━━━ Materials provided

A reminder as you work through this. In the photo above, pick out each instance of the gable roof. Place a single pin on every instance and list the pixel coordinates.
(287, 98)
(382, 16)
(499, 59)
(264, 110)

━━━━━━

Description of the task:
Render every line of the rows above as a Markdown table with two columns, No. and Line, numbering the lines in order and leaving out blank ones.

Reply:
| No. | Line |
|---|---|
| 1 | A reminder as you work through this. In the photo above, pick out each instance of the gable roof. Place a single pin on every instance and list the pixel coordinates. |
| 2 | (287, 98) |
| 3 | (382, 16) |
| 4 | (499, 59) |
| 5 | (264, 110) |